__Material shown__.
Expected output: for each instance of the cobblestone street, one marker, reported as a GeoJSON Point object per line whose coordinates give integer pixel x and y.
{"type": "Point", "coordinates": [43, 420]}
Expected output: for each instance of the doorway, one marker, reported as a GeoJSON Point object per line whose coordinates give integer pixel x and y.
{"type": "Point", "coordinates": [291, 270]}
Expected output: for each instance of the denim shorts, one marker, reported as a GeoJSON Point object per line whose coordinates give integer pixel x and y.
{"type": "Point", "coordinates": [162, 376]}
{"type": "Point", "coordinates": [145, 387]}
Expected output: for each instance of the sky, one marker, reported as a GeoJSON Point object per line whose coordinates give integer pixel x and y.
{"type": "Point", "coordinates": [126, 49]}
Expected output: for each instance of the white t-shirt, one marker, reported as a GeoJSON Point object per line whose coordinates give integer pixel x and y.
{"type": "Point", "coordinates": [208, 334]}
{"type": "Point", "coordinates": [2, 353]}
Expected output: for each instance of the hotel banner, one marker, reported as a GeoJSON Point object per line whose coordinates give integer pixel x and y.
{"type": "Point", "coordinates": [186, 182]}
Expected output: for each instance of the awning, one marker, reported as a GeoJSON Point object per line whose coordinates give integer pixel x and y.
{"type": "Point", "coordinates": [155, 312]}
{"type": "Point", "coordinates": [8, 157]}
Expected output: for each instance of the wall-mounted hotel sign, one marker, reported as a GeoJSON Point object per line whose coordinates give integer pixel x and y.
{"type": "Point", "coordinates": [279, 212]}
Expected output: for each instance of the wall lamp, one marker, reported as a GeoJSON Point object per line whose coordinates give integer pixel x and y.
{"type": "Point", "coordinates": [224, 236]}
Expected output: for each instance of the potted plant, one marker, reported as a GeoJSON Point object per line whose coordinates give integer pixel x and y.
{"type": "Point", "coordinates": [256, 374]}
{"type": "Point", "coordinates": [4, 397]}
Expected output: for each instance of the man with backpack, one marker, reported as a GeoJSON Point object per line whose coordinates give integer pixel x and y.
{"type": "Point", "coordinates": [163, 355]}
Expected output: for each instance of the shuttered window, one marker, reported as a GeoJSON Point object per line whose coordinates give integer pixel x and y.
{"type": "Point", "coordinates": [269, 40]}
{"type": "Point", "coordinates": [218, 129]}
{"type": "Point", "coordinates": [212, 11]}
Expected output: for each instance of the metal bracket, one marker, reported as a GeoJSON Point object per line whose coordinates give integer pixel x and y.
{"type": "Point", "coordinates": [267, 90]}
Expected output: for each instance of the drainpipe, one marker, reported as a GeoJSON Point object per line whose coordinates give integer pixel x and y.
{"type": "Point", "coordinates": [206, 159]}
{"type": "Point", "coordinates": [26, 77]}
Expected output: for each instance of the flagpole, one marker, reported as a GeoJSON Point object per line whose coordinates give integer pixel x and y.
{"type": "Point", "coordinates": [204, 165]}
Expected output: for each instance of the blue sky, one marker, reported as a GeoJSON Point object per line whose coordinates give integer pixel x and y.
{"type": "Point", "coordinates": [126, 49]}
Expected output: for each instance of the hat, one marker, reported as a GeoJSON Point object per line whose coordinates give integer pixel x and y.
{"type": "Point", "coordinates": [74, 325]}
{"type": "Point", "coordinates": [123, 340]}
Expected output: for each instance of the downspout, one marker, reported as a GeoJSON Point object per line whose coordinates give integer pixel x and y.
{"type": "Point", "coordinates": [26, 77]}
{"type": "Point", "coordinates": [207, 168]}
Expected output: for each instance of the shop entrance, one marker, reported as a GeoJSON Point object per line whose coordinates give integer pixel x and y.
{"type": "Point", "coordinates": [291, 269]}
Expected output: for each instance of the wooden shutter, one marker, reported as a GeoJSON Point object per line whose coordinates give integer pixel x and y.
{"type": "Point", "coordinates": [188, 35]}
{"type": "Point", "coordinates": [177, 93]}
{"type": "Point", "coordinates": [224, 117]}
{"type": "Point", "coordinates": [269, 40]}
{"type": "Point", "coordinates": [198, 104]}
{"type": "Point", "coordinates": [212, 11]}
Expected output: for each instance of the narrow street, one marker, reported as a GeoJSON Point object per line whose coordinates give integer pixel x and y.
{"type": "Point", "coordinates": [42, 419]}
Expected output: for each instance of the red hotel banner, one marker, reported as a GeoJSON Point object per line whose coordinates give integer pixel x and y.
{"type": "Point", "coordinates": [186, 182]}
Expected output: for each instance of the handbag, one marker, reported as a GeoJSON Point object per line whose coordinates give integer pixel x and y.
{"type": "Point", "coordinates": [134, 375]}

__Aim of the task__.
Render everything from the line containing "Expected output: for each instance of the handbag, one" down to the end of the material as a JSON list of strings, one string per line, with blank lines omitted.

__The response__.
[
  "Expected output: for each instance of the handbag, one marker, reported as a GeoJSON Point object per line whose coordinates give integer pixel x and y.",
  "{\"type\": \"Point\", \"coordinates\": [134, 375]}"
]